Text to read:
——————
Studio album by Paul Williams
- Released: May 1970
- Genre: Pop
- Length: 27:59
- Label: Reprise
- Producer: Roger Nichols

Paul Williams chronology
|  | Someday Man (1970) | Just an Old Fashioned Love Song (1971) |

= Someday Man =

Someday Man is the debut studio album by American singer-songwriter Paul Williams, released in 1970 by Reprise Records. The song "Someday Man", written by Williams and Roger Nichols, was first released by the Monkees (sung by Davy Jones) on their 1969 single "Listen to the Band" b/w "Someday Man". Chuck Kaye was credited for direction.

In 2018, the album was re-issued on vinyl by Ship to Shore Phono Co. The deluxe package included two bonus tracks, plus new liner notes by Williams, Nichols and Richard Barone.

Professional ratings
Review scores
| Source | Rating |
| Allmusic | Star Half star |

==Track listing==
All music composed by Roger Nichols; all lyrics written by Paul Williams.
——————
Source excerpt:

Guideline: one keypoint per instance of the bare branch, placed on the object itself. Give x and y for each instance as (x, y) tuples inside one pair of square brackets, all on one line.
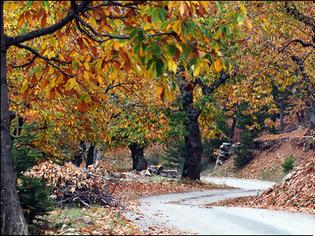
——————
What is being asked: From the text on the Someday Man album, write out the passage that begins at the words "Paul Williams chronology" and ends after the words "and Richard Barone.". The material comes from a separate source and has no connection to the album text.

The solution:
Paul Williams chronology
|  | Someday Man (1970) | Just an Old Fashioned Love Song (1971) |

= Someday Man =

Someday Man is the debut studio album by American singer-songwriter Paul Williams, released in 1970 by Reprise Records. The song "Someday Man", written by Williams and Roger Nichols, was first released by the Monkees (sung by Davy Jones) on their 1969 single "Listen to the Band" b/w "Someday Man". Chuck Kaye was credited for direction.

In 2018, the album was re-issued on vinyl by Ship to Shore Phono Co. The deluxe package included two bonus tracks, plus new liner notes by Williams, Nichols and Richard Barone.